**Objective 1**
Pick out each line of the entries that contains the string "grassy", and copy those lines. Matching is case-sensitive.

Upload README.md with huggingface_hub

3a64fa6 verified 2 months ago

5.72 kB

	---
	license: llama3.2
	library_name: peft
	pipeline_tag: text-generation
	base_model:
	- meta-llama/Llama-3.2-1B
	- meta-llama/Llama-3.2-3B
	tags:
	- lora
	- peft
	- control-theory
	- regularization
	- information-theory
	- llama
	- adapter
	language:
	- en
	inference: false
	---

	# Shannon Control Unit (SCU): Information-Theoretic Regularization via PI Control

	[![Patent Pending](https://img.shields.io/badge/Patent-Pending-orange.svg)](https://shannonlabs.dev)
	[![Hugging Face](https://img.shields.io/badge/%F0%9F%A4%97-Models-yellow)](https://huggingface.co/hunterbown/shannon-control-unit)

**Task material**
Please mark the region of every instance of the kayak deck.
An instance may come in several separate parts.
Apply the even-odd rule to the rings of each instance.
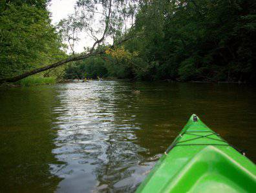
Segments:
[[[253,192],[256,167],[193,115],[137,192]]]

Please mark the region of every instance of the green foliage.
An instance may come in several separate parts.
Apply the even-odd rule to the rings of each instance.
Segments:
[[[47,1],[10,1],[0,13],[0,78],[21,74],[65,55],[50,24]]]
[[[67,79],[96,78],[106,77],[107,73],[105,62],[100,57],[94,57],[69,64],[65,68],[65,77]]]

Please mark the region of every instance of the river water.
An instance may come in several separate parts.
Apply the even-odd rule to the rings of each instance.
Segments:
[[[193,113],[256,161],[253,86],[1,87],[0,107],[0,192],[134,192]]]

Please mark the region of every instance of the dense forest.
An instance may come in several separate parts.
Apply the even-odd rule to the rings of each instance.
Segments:
[[[67,55],[61,30],[50,24],[48,1],[4,1],[1,5],[1,78]],[[58,79],[256,81],[255,1],[135,1],[138,10],[129,30],[133,38],[114,48],[103,44],[96,48],[104,48],[100,55],[40,75]]]

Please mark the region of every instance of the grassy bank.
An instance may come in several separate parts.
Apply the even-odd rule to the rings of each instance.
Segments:
[[[54,77],[32,76],[18,81],[17,84],[22,86],[29,86],[38,84],[54,84],[56,82],[56,80]]]

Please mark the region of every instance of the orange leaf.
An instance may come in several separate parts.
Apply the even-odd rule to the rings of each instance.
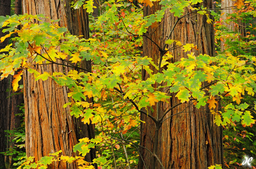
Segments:
[[[151,6],[150,6],[150,7],[151,7]],[[0,43],[1,43],[3,42],[4,42],[4,40],[5,40],[5,39],[6,38],[9,38],[9,37],[11,36],[11,35],[12,33],[14,33],[14,32],[10,32],[10,33],[7,34],[4,36],[3,36],[2,37],[1,37],[1,38],[0,38],[0,41],[0,41]]]
[[[85,91],[84,92],[84,96],[87,95],[88,98],[90,99],[92,96],[92,91]]]
[[[131,119],[130,121],[129,121],[129,123],[130,123],[129,125],[133,127],[135,127],[135,125],[137,125],[137,123],[136,122],[136,120],[135,120]]]
[[[153,93],[149,93],[149,94],[148,95],[148,98],[146,101],[149,102],[150,106],[153,106],[155,105],[155,102],[158,102],[158,100],[156,99],[156,96]]]
[[[116,144],[116,145],[115,146],[115,147],[117,149],[120,148],[120,146],[119,145],[119,144]]]
[[[23,73],[23,71],[21,70],[18,72],[18,74],[13,76],[13,78],[15,79],[12,81],[12,86],[13,88],[13,90],[15,92],[17,91],[18,89],[18,86],[19,86],[18,82],[21,79],[21,75]]]
[[[146,4],[146,7],[148,6],[148,5],[149,5],[151,8],[153,6],[153,3],[149,0],[144,0],[143,2]]]
[[[242,6],[244,5],[244,3],[243,2],[243,0],[237,0],[236,1],[236,2],[234,4],[234,5],[236,6],[237,8],[241,8]]]
[[[214,77],[211,73],[208,73],[206,74],[206,75],[207,75],[207,76],[206,77],[206,78],[208,80],[207,82],[208,83],[210,83],[213,80]]]
[[[216,98],[214,96],[212,96],[211,99],[209,99],[207,101],[207,103],[209,103],[209,108],[211,109],[212,108],[215,109],[216,108],[216,105],[215,104],[218,105],[218,102],[215,100]]]
[[[123,17],[124,18],[124,16],[125,16],[125,13],[124,13],[124,11],[122,11],[122,12],[121,12],[121,15],[122,15],[122,16],[123,16]]]

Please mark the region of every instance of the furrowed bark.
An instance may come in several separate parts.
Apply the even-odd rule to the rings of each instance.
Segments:
[[[44,14],[51,19],[61,18],[60,26],[67,28],[71,34],[89,37],[88,14],[80,8],[72,10],[71,0],[22,1],[24,13]],[[49,21],[49,20],[44,21]],[[91,69],[90,61],[84,61],[82,66]],[[59,65],[35,66],[34,68],[40,73],[46,71],[67,72],[67,67]],[[27,155],[34,156],[37,161],[49,153],[62,151],[63,155],[78,156],[74,152],[73,146],[78,139],[87,137],[93,138],[94,125],[85,125],[81,120],[72,117],[69,107],[63,105],[69,102],[68,89],[60,87],[52,80],[35,81],[33,75],[27,71],[24,73],[26,146]],[[90,101],[92,102],[92,101]],[[85,157],[85,160],[92,162],[96,157],[94,149],[92,149]],[[48,168],[76,168],[76,164],[56,162]]]
[[[144,6],[144,16],[154,13],[160,9],[161,6],[157,3],[153,3],[154,6],[151,8]],[[203,4],[204,7],[208,8],[212,7],[211,0],[204,0]],[[191,12],[187,8],[184,10],[184,15]],[[156,28],[152,36],[150,36],[156,28],[150,27],[146,33],[162,49],[178,19],[169,11],[169,10],[166,11],[163,22]],[[190,14],[188,16],[191,18],[185,17],[178,21],[170,39],[180,41],[183,44],[191,43],[197,45],[199,50],[192,50],[196,56],[203,53],[214,57],[215,51],[213,25],[206,23],[205,16],[195,14]],[[160,24],[159,23],[158,24]],[[182,58],[187,58],[188,53],[184,53],[181,50],[182,48],[174,47],[173,45],[168,45],[166,47],[168,49],[173,47],[175,49],[170,51],[174,56],[170,61],[172,63],[180,61]],[[157,46],[147,37],[143,37],[143,56],[148,56],[152,58],[157,65],[161,54]],[[156,73],[157,70],[152,65],[151,67],[154,73]],[[149,77],[146,71],[143,70],[142,80],[145,80]],[[158,112],[160,117],[166,109],[180,103],[175,96],[173,95],[172,95],[170,104],[162,102],[159,103],[160,109]],[[153,106],[153,112],[148,109],[149,114],[156,117],[157,111],[156,107]],[[190,101],[173,109],[164,119],[183,111],[184,112],[173,116],[164,121],[157,135],[155,135],[155,124],[155,124],[146,115],[141,114],[141,120],[146,123],[141,123],[141,145],[154,152],[155,141],[154,140],[156,140],[155,137],[158,137],[156,155],[165,169],[204,169],[215,164],[222,164],[221,128],[213,124],[212,115],[207,114],[210,113],[208,107],[204,106],[198,109],[193,106],[193,102]],[[141,155],[140,157],[138,168],[145,168],[142,158],[144,159],[148,168],[162,168],[157,160],[156,166],[152,166],[155,160],[154,158],[145,149],[140,148],[140,150]]]
[[[0,16],[6,16],[11,13],[11,0],[0,1]],[[0,37],[4,36],[7,32],[3,33],[2,30],[4,28],[0,29]],[[4,48],[9,44],[9,38],[6,38],[4,42],[0,43],[0,50]],[[3,54],[0,53],[0,54]],[[1,74],[0,74],[1,75]],[[5,130],[9,129],[10,101],[7,97],[10,95],[10,79],[9,76],[0,81],[0,152],[7,150],[7,134]],[[5,161],[8,160],[5,156],[0,154],[0,169],[5,168]]]

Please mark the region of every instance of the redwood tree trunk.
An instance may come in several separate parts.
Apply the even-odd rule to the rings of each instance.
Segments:
[[[10,15],[10,13],[11,0],[0,0],[0,16]],[[6,34],[6,33],[2,32],[2,30],[4,29],[0,29],[0,37]],[[0,43],[0,50],[8,44],[9,39],[7,38]],[[9,95],[10,92],[7,90],[10,89],[10,82],[9,77],[0,81],[0,152],[6,151],[6,133],[4,130],[9,129],[10,99],[7,97]],[[4,168],[5,168],[4,156],[0,154],[0,169]]]
[[[221,8],[227,8],[233,6],[236,1],[234,1],[232,0],[225,0],[225,1],[221,1]],[[222,19],[222,21],[225,21],[227,19],[227,18],[228,17],[229,14],[231,14],[234,12],[234,9],[229,9],[221,11],[221,15],[220,15],[220,18]],[[236,25],[233,22],[230,22],[228,24],[227,24],[225,22],[222,22],[222,24],[226,26],[226,28],[227,30],[229,30],[230,32],[236,32],[238,31],[237,26],[236,26]],[[225,50],[225,46],[224,45],[226,42],[226,38],[223,37],[223,41],[220,41],[220,50],[221,52],[223,52]]]
[[[89,37],[88,14],[82,9],[72,10],[71,0],[36,1],[23,0],[24,13],[44,14],[51,19],[61,18],[60,26],[67,27],[73,34]],[[46,21],[49,21],[46,20]],[[90,61],[82,64],[91,69]],[[41,73],[46,71],[64,72],[62,66],[56,65],[38,66],[35,67]],[[65,72],[67,72],[67,68]],[[26,133],[26,151],[28,157],[35,157],[36,161],[49,153],[62,151],[64,156],[78,155],[73,151],[73,146],[79,139],[94,137],[94,126],[85,125],[80,119],[70,115],[69,107],[63,105],[68,102],[68,89],[60,88],[53,80],[48,79],[35,81],[33,74],[24,71],[24,99]],[[91,150],[85,157],[85,160],[92,162],[96,156],[95,151]],[[56,162],[48,168],[76,168],[75,163]]]
[[[211,0],[204,1],[204,7],[208,8],[212,6]],[[144,7],[144,15],[154,13],[160,9],[161,6],[157,2],[154,3],[151,8]],[[184,14],[191,12],[187,8],[184,9]],[[163,48],[164,42],[167,40],[177,17],[165,11],[163,19],[164,21],[156,28],[151,37],[152,39]],[[185,18],[179,21],[172,34],[170,39],[181,42],[183,44],[191,43],[197,45],[198,51],[192,49],[197,56],[200,53],[207,54],[214,57],[214,32],[212,24],[207,24],[205,16],[200,14],[189,15],[191,18]],[[159,23],[158,23],[159,24]],[[150,36],[155,28],[150,27],[146,34]],[[167,48],[173,47],[169,45]],[[187,53],[184,53],[182,48],[177,46],[171,51],[174,57],[171,61],[172,63],[180,60],[181,58],[187,58]],[[161,55],[156,45],[146,37],[143,37],[143,56],[148,56],[153,58],[156,64]],[[151,68],[154,73],[157,71],[153,66]],[[143,70],[142,78],[145,80],[149,77],[148,74]],[[163,89],[164,90],[166,89]],[[165,90],[166,91],[166,90]],[[159,116],[167,109],[180,103],[175,95],[172,95],[170,104],[162,102],[159,104]],[[189,103],[189,105],[188,104]],[[148,113],[156,117],[156,106],[153,107],[152,112],[148,109]],[[141,123],[140,144],[151,152],[153,152],[155,137],[158,137],[156,155],[165,169],[175,168],[205,169],[215,164],[222,164],[222,131],[220,127],[213,123],[213,118],[210,113],[207,106],[196,109],[192,102],[183,103],[178,106],[169,112],[165,118],[172,115],[183,112],[174,115],[165,120],[160,128],[158,136],[155,136],[155,125],[153,121],[147,116],[141,114]],[[138,168],[152,168],[154,161],[150,153],[145,149],[141,148],[141,155]],[[145,165],[143,164],[142,159]],[[161,168],[157,161],[155,168]]]

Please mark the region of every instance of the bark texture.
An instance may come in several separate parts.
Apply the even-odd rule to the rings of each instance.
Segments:
[[[205,0],[202,3],[204,7],[211,8],[211,0]],[[160,9],[161,6],[154,3],[151,8],[144,7],[144,15],[154,13]],[[177,17],[165,11],[162,22],[158,23],[156,29],[151,27],[146,34],[161,47],[163,47],[171,29],[177,19]],[[184,9],[184,14],[191,12],[187,8]],[[205,16],[192,14],[190,18],[185,18],[180,21],[175,27],[170,39],[181,42],[182,44],[192,43],[197,45],[198,51],[193,49],[197,56],[200,53],[215,56],[214,32],[212,24],[207,24]],[[155,31],[155,32],[154,32]],[[152,32],[154,32],[152,34]],[[169,45],[167,48],[173,47],[170,52],[174,57],[170,61],[172,63],[180,60],[181,58],[187,58],[187,53],[184,53],[182,48]],[[146,37],[143,37],[143,56],[153,58],[157,65],[160,53],[156,46]],[[150,67],[154,73],[157,72],[153,66]],[[142,80],[149,77],[146,71],[143,70]],[[166,89],[163,89],[165,90]],[[166,91],[166,90],[165,90]],[[172,95],[169,104],[164,102],[159,104],[159,117],[166,109],[179,103],[175,95]],[[188,104],[189,103],[189,104]],[[153,112],[148,109],[148,113],[156,117],[156,106],[153,107]],[[208,114],[207,106],[196,109],[190,102],[177,107],[166,115],[165,118],[176,113],[183,112],[167,119],[163,123],[159,131],[158,144],[156,154],[165,169],[204,169],[211,165],[222,164],[222,131],[220,127],[213,123],[213,116]],[[141,145],[153,152],[154,144],[155,125],[154,122],[147,116],[141,114],[141,120],[146,122],[141,123]],[[140,148],[141,154],[138,168],[146,168],[142,159],[148,169],[152,167],[153,157],[145,149]],[[161,168],[158,162],[156,168]]]
[[[8,78],[0,81],[0,152],[6,151],[6,137],[4,130],[7,130],[8,93],[6,89],[9,86]],[[0,154],[0,169],[5,168],[4,156]]]
[[[6,16],[11,13],[11,0],[0,0],[0,16]],[[6,33],[3,33],[3,28],[0,29],[0,37],[5,36]],[[0,50],[4,48],[8,45],[9,38],[7,38],[0,43]],[[0,53],[0,54],[2,54]],[[10,92],[6,90],[10,88],[10,78],[5,78],[0,81],[0,152],[6,150],[7,140],[5,136],[6,133],[4,130],[8,130],[9,124],[10,114],[10,99],[7,97]],[[4,156],[0,154],[0,169],[5,168]]]
[[[60,26],[68,28],[70,33],[76,35],[89,37],[88,14],[82,9],[72,10],[71,0],[36,1],[23,0],[24,13],[44,14],[52,19],[61,18]],[[45,21],[49,21],[46,20]],[[82,65],[91,69],[90,61]],[[35,66],[40,73],[46,71],[64,72],[62,66],[49,65]],[[65,68],[67,72],[68,68]],[[51,79],[35,81],[33,74],[24,71],[24,99],[25,103],[26,146],[27,155],[34,156],[36,161],[44,156],[62,150],[63,155],[74,156],[73,147],[81,138],[94,137],[94,126],[85,125],[80,119],[72,117],[70,108],[62,106],[68,102],[68,89],[60,87]],[[92,162],[95,157],[92,150],[85,157],[85,160]],[[56,162],[48,168],[76,168],[76,164]]]
[[[233,6],[236,1],[233,1],[232,0],[222,0],[221,1],[221,8],[227,8]],[[227,19],[227,17],[228,17],[228,15],[233,13],[234,9],[229,9],[221,11],[221,15],[220,15],[222,21],[225,21]],[[223,13],[224,13],[224,14]],[[230,22],[227,24],[225,22],[222,22],[222,24],[225,25],[226,29],[229,31],[236,32],[237,31],[237,26],[234,22]],[[224,45],[226,43],[226,38],[223,38],[223,40],[220,41],[220,50],[223,52],[225,50]]]

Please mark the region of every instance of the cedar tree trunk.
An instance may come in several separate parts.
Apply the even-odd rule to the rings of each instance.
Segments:
[[[89,30],[88,14],[82,8],[72,10],[71,0],[36,1],[23,0],[23,13],[44,14],[51,19],[61,18],[60,26],[68,28],[71,33],[84,35],[88,39]],[[45,21],[49,21],[49,20]],[[82,66],[91,69],[90,61],[82,63]],[[46,71],[64,72],[62,66],[48,65],[35,66],[41,73]],[[65,72],[68,70],[67,67]],[[24,100],[26,133],[26,151],[28,157],[35,157],[36,161],[49,153],[62,151],[64,156],[74,157],[78,153],[73,152],[73,146],[79,139],[90,138],[94,136],[94,125],[85,125],[80,119],[70,115],[69,107],[63,108],[69,102],[67,88],[60,87],[52,80],[35,81],[33,75],[24,71]],[[95,150],[91,150],[85,160],[92,162],[95,158]],[[48,168],[76,168],[76,164],[56,162]]]
[[[151,8],[144,6],[144,16],[154,13],[160,9],[161,5],[157,2],[153,3],[154,6]],[[212,6],[211,0],[204,0],[202,4],[208,8]],[[184,14],[191,12],[191,10],[188,8],[184,10]],[[192,50],[196,56],[200,53],[205,53],[214,57],[215,51],[212,25],[206,23],[205,16],[195,15],[194,13],[189,16],[191,17],[185,17],[178,22],[170,39],[180,41],[183,44],[192,43],[197,45],[198,51]],[[150,37],[156,29],[151,38],[163,48],[177,19],[177,17],[174,17],[169,13],[169,10],[167,10],[163,22],[161,24],[157,23],[159,26],[156,28],[150,27],[146,35]],[[173,47],[173,45],[166,46],[168,49]],[[172,63],[180,61],[183,58],[187,58],[187,53],[184,53],[181,50],[182,48],[177,47],[170,51],[174,56],[170,61]],[[157,65],[160,54],[156,46],[144,37],[143,56],[148,56],[152,58]],[[152,65],[151,66],[154,73],[156,73],[156,69]],[[149,77],[146,71],[143,70],[142,80],[145,80]],[[163,112],[166,109],[180,102],[175,96],[175,94],[172,95],[170,104],[160,102],[159,117],[163,115]],[[189,102],[182,104],[170,111],[164,119],[176,113],[183,112],[165,120],[160,128],[158,136],[155,135],[155,123],[147,116],[141,114],[141,120],[146,122],[145,123],[141,123],[141,145],[153,152],[155,137],[158,137],[156,154],[166,169],[205,169],[215,164],[223,164],[221,127],[213,123],[213,117],[212,115],[208,114],[210,113],[210,111],[207,106],[198,109],[192,103]],[[149,114],[154,117],[156,116],[156,107],[153,107],[153,112],[148,109]],[[147,168],[155,168],[152,166],[154,161],[153,156],[145,149],[140,149],[141,155],[138,168],[146,168],[143,159]],[[157,160],[155,168],[162,168]]]
[[[232,0],[225,0],[221,1],[221,8],[227,8],[233,6],[236,1],[233,1]],[[222,19],[222,21],[226,21],[227,17],[228,17],[228,14],[231,14],[234,12],[234,9],[228,9],[221,11],[221,15],[220,18]],[[224,14],[223,13],[224,13]],[[222,21],[222,24],[226,26],[226,28],[227,30],[230,32],[237,31],[237,26],[236,26],[236,24],[235,24],[234,22],[230,22],[228,24],[227,24],[225,22]],[[223,38],[223,37],[222,37]],[[220,41],[220,50],[223,52],[225,50],[224,45],[226,42],[226,38],[224,37],[222,38],[222,40]]]
[[[10,13],[11,0],[0,0],[0,16],[10,15]],[[6,32],[2,32],[4,29],[3,28],[0,29],[0,37],[6,34]],[[0,50],[8,44],[9,39],[9,38],[6,38],[4,42],[0,43]],[[0,53],[0,54],[2,53]],[[9,111],[10,101],[10,98],[7,98],[7,97],[10,95],[10,92],[9,90],[7,90],[10,88],[10,77],[0,81],[0,152],[6,151],[7,140],[4,130],[9,129],[8,126],[10,117]],[[5,161],[4,156],[0,154],[0,169],[5,168]]]

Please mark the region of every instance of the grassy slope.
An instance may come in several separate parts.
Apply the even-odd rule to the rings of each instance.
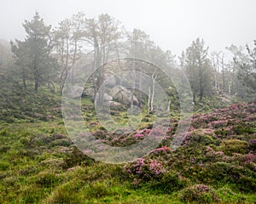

**Objective 2**
Answer these questions from the model card.
(a) What file size is shown near the top?
(b) Which license is listed in the metadata?
(c) According to the heading, what kind of control provides the regularization?

**Answer 1**
Please mark the region of every instance of the grassy bank.
Please mark the region of every instance of the grassy slope.

**Answer 2**
(a) 5.72 kB
(b) llama3.2
(c) PI control